EXERCISE GOAL:
Rewrite the records below, switching every "drop a point" to "mark a point" and leaving all other text unchanged.

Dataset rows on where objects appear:

— begin —

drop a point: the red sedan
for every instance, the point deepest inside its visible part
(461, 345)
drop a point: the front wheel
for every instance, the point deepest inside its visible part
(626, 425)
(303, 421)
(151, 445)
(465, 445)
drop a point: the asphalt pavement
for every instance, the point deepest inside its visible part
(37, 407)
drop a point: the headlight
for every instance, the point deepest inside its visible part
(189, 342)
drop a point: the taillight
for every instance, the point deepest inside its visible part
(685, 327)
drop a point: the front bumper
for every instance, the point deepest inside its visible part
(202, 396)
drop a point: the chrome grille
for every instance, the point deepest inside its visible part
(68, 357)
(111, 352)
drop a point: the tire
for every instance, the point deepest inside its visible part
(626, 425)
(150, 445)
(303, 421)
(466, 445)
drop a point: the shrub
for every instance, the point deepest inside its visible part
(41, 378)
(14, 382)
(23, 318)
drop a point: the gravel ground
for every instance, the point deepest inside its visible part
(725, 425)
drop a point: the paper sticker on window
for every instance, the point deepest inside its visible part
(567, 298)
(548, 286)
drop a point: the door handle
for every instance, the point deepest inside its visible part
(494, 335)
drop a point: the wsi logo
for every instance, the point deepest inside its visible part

— end —

ANSWER FOR THE TASK:
mark a point: the red sedan
for every instance, the point deepest inside its visible part
(461, 345)
mark a point: the front wheel
for every instance, the point deepest inside its visible part
(626, 425)
(303, 421)
(151, 445)
(465, 445)
mark a point: the asphalt pavement
for every instance, the point deepest inside its visible part
(37, 407)
mark a point: the headlight
for every instance, the point deepest inside its visible part
(189, 342)
mark a point: the taillight
for every instance, the point deepest inside its visible part
(685, 327)
mark a point: the front bumper
for every instance, the point deepest inside its visible part
(202, 396)
mark a point: the chrome grille
for every instance, the point deepest inside its visible part
(68, 357)
(111, 352)
mark a point: the tire
for every instance, the point deepest inside its visible part
(626, 425)
(150, 445)
(303, 421)
(466, 445)
mark a point: the shrub
for every instance, the point deepest inside its visible part
(41, 378)
(14, 382)
(23, 318)
mark a point: the gravel ground
for every instance, the point deepest inside its visible part
(725, 425)
mark a point: the paper sticker on window
for every instance, the point deepest inside its visible part
(567, 298)
(548, 286)
mark a point: the door handle
for every instance, the point deepest inside its visible part
(494, 335)
mark a point: the wsi logo
for every instance, the point deepest inside its visible part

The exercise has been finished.